- Documento:
In seguito sparì dalla scena pubblica, a cui tornò durante il regno di Traiano. Nel 100, con il suo amico Plinio il giovane, perseguì Mario Prisco (governatore dell'Africa) per corruzione. Prisco fu riconosciuto colpevole e fu esiliato; Plinio scrisse alcuni giorni dopo che Tacito aveva parlato "con tutta la maestosità che caratterizza il suo usuale stile oratorio".
Seguì una lunga assenza dalla politica e dalla magistratura. Nel frattempo scrisse le sue due opere più importanti: le Historiae e, quindi, gli Annales. Ricoprì la più alta carica di governatorato, quello della provincia romana dell'Asia in Anatolia occidentale, nel 112 o nel 113, come provato dall'iscrizione trovata a Milasa.
Un passaggio negli annali indica il 116 come il terminus post quem della sua morte, che può essere posto più tardi nel 125 e non sono pochi gli storici che pongono la data della morte durante il regno di Adriano.

- Materiale estratto:

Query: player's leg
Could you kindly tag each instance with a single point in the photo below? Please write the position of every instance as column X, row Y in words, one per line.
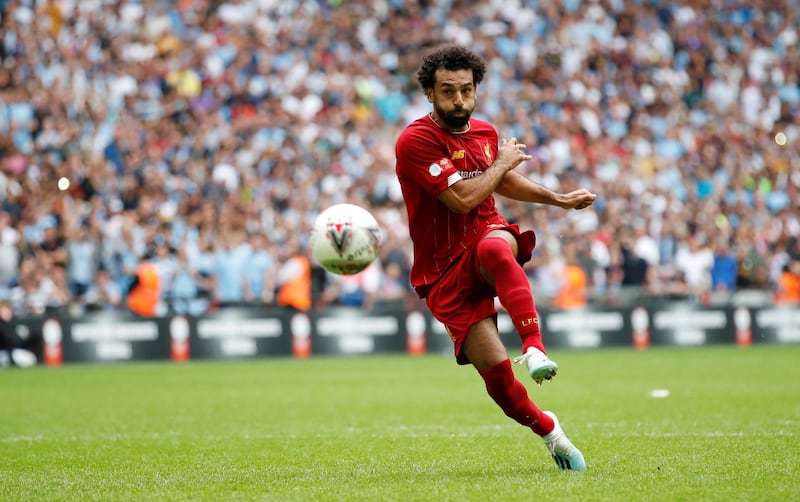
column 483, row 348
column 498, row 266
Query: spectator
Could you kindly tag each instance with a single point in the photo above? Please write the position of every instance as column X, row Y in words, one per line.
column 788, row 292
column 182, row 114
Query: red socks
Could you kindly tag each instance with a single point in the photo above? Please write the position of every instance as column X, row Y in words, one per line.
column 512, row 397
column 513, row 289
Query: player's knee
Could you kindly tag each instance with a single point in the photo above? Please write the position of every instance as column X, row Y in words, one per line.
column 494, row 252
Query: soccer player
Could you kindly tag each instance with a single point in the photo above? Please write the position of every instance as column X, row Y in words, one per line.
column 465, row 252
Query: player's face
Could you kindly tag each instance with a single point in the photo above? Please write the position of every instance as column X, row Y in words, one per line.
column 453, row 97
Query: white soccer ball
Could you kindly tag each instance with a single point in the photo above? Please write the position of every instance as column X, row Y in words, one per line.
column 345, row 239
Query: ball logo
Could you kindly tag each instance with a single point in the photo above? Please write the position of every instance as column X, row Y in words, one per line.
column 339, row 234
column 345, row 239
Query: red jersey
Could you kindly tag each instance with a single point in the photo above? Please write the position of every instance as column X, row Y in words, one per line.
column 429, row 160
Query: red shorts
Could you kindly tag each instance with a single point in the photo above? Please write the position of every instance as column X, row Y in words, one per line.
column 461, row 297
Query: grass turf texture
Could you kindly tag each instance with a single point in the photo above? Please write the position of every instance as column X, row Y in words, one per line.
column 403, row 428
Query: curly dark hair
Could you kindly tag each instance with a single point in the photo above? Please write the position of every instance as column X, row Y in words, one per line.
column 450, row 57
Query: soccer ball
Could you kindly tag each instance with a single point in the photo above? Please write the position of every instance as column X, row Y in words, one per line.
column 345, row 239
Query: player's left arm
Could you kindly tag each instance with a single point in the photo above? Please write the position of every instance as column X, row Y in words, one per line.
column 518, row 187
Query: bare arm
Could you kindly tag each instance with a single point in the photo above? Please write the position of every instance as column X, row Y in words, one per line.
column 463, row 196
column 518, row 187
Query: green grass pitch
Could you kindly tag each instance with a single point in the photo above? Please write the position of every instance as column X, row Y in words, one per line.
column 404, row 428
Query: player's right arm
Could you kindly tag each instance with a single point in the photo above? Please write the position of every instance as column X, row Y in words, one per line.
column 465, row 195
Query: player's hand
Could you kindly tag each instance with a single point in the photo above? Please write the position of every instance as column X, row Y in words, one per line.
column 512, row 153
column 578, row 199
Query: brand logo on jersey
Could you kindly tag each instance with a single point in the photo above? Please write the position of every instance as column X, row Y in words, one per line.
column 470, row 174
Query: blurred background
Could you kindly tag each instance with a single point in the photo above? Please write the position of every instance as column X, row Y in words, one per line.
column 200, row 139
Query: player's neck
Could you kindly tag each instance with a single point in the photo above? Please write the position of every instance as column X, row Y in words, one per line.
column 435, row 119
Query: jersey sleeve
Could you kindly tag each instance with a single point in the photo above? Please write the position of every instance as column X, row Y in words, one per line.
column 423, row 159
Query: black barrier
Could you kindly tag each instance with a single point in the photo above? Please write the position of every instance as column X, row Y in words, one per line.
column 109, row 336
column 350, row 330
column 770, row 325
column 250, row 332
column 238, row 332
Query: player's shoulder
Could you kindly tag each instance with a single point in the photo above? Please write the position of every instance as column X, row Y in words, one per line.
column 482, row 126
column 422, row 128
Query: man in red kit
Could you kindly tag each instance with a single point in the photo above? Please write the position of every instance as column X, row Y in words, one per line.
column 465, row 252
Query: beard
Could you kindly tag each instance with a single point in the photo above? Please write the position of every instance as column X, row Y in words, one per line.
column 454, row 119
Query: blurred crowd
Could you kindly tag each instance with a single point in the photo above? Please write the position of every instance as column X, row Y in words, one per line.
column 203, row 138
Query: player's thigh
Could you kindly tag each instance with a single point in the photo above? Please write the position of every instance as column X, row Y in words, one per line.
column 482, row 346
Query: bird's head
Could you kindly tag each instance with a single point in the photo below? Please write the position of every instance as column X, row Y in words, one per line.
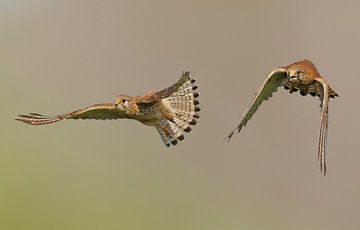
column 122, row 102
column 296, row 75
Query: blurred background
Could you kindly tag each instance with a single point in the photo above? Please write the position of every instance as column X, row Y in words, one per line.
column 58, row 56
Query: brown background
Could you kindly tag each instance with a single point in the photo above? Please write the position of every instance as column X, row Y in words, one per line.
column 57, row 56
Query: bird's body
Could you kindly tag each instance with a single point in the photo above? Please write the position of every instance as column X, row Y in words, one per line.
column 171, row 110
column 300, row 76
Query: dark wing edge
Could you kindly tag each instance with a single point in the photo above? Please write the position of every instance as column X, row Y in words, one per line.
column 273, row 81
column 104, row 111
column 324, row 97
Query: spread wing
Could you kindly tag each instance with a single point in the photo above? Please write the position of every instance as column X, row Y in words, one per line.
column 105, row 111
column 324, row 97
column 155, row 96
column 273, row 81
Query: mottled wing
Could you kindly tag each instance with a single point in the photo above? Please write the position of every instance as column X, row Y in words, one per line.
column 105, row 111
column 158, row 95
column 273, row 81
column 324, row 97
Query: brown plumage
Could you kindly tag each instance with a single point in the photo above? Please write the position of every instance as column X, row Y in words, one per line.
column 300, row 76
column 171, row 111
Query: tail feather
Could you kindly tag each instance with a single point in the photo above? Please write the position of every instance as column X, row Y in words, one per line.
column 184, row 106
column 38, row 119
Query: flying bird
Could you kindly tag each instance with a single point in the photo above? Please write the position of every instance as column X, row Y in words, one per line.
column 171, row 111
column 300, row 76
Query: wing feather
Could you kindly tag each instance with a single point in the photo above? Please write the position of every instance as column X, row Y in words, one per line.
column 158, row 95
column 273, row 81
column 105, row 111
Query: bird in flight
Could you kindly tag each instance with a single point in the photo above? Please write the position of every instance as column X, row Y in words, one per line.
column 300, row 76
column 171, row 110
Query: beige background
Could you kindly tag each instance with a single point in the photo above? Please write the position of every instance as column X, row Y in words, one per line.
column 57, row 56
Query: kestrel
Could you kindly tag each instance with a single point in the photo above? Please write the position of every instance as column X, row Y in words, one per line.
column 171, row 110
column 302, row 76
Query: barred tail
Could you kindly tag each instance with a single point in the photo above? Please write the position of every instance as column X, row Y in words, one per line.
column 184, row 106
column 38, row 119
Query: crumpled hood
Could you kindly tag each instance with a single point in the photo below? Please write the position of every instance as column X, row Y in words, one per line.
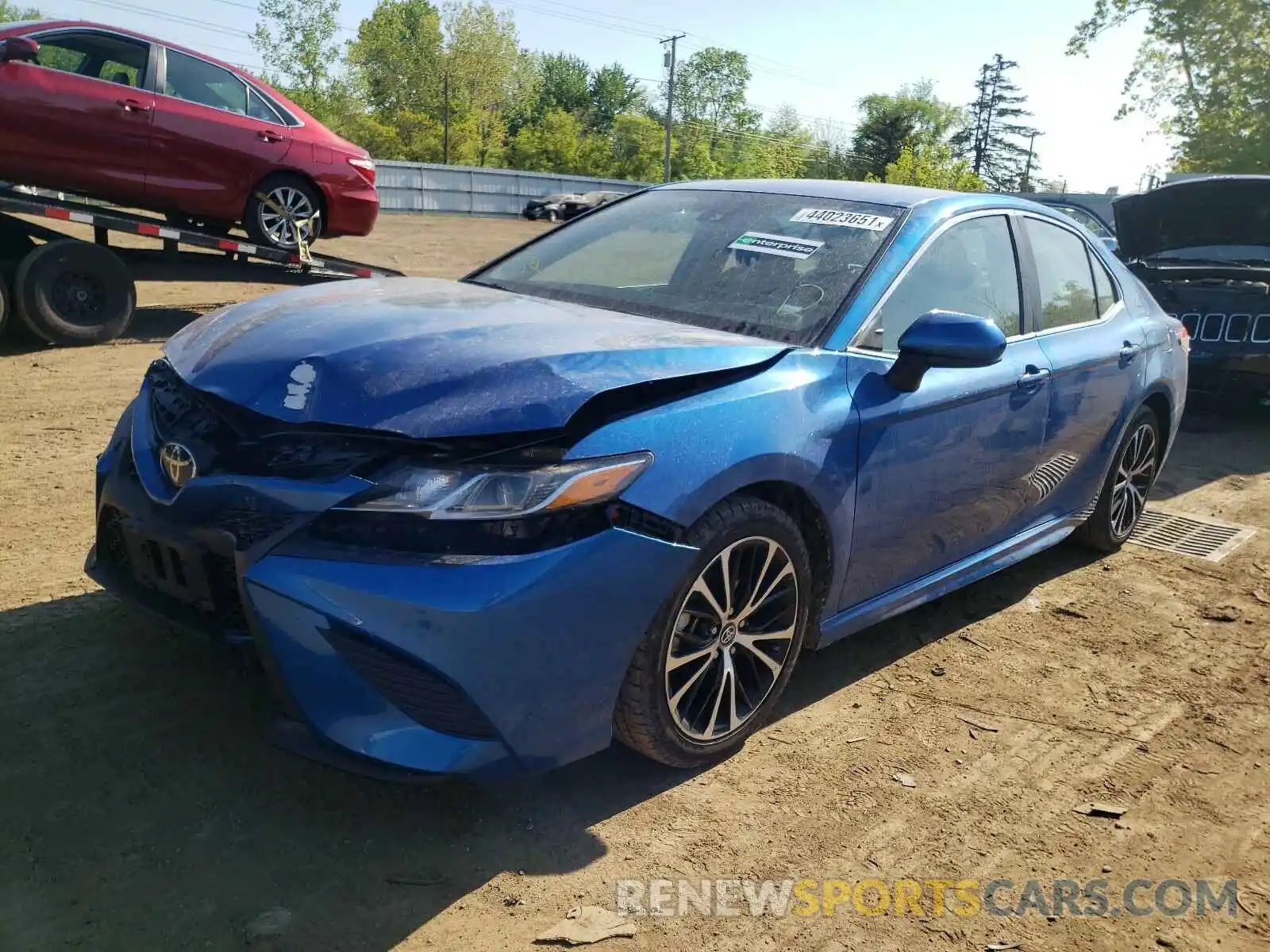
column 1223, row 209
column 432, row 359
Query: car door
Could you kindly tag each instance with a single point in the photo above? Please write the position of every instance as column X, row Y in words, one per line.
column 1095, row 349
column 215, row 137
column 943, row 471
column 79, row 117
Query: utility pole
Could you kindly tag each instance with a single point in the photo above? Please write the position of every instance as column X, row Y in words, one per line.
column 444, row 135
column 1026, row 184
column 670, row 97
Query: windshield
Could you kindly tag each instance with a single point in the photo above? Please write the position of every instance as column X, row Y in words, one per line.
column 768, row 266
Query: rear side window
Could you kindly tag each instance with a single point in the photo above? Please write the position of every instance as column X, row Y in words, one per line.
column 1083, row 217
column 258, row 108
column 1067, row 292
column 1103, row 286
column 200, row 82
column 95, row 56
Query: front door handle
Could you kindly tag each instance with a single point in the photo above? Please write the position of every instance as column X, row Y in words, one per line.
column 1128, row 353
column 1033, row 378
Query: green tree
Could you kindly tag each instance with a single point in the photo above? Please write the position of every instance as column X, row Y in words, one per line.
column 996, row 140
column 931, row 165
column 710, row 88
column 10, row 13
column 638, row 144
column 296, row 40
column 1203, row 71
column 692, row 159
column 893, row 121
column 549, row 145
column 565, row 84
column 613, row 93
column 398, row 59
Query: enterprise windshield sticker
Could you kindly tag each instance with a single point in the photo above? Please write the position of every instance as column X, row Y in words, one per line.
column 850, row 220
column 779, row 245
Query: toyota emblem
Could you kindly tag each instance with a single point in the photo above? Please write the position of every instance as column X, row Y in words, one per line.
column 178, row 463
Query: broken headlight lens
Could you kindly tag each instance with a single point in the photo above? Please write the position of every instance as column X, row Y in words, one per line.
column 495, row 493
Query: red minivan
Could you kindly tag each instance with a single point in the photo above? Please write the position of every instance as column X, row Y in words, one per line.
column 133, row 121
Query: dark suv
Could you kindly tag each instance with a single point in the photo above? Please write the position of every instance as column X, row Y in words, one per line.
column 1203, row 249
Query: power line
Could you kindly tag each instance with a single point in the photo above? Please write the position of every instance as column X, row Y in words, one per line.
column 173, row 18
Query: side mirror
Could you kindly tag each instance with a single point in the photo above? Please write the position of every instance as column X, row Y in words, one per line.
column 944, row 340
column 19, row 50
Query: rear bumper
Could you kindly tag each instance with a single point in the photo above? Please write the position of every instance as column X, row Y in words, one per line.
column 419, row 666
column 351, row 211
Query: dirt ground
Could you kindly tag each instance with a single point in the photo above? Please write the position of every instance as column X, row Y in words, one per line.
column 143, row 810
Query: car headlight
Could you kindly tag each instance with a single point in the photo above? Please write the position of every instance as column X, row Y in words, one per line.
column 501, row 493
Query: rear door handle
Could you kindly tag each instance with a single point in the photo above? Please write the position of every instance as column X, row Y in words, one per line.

- Compito richiesto A:
Elenca tutte le persone chiamate per nome nel documento su Tacito.
- Compito richiesto B:
Secondo il documento su Tacito, in quale luogo fu trovata l'iscrizione che prova il suo governatorato della provincia dell'Asia?
- Compito richiesto C:
Estrai dal documento su Tacito il passo che va da "Seguì una lunga" a "trovata a Milasa.".

- Risposta corretta A:
Traiano, Plinio il giovane, Mario Prisco, Tacito, Adriano

- Risposta corretta B:
A Milasa.

- Risposta corretta C:
Seguì una lunga assenza dalla politica e dalla magistratura. Nel frattempo scrisse le sue due opere più importanti: le Historiae e, quindi, gli Annales. Ricoprì la più alta carica di governatorato, quello della provincia romana dell'Asia in Anatolia occidentale, nel 112 o nel 113, come provato dall'iscrizione trovata a Milasa.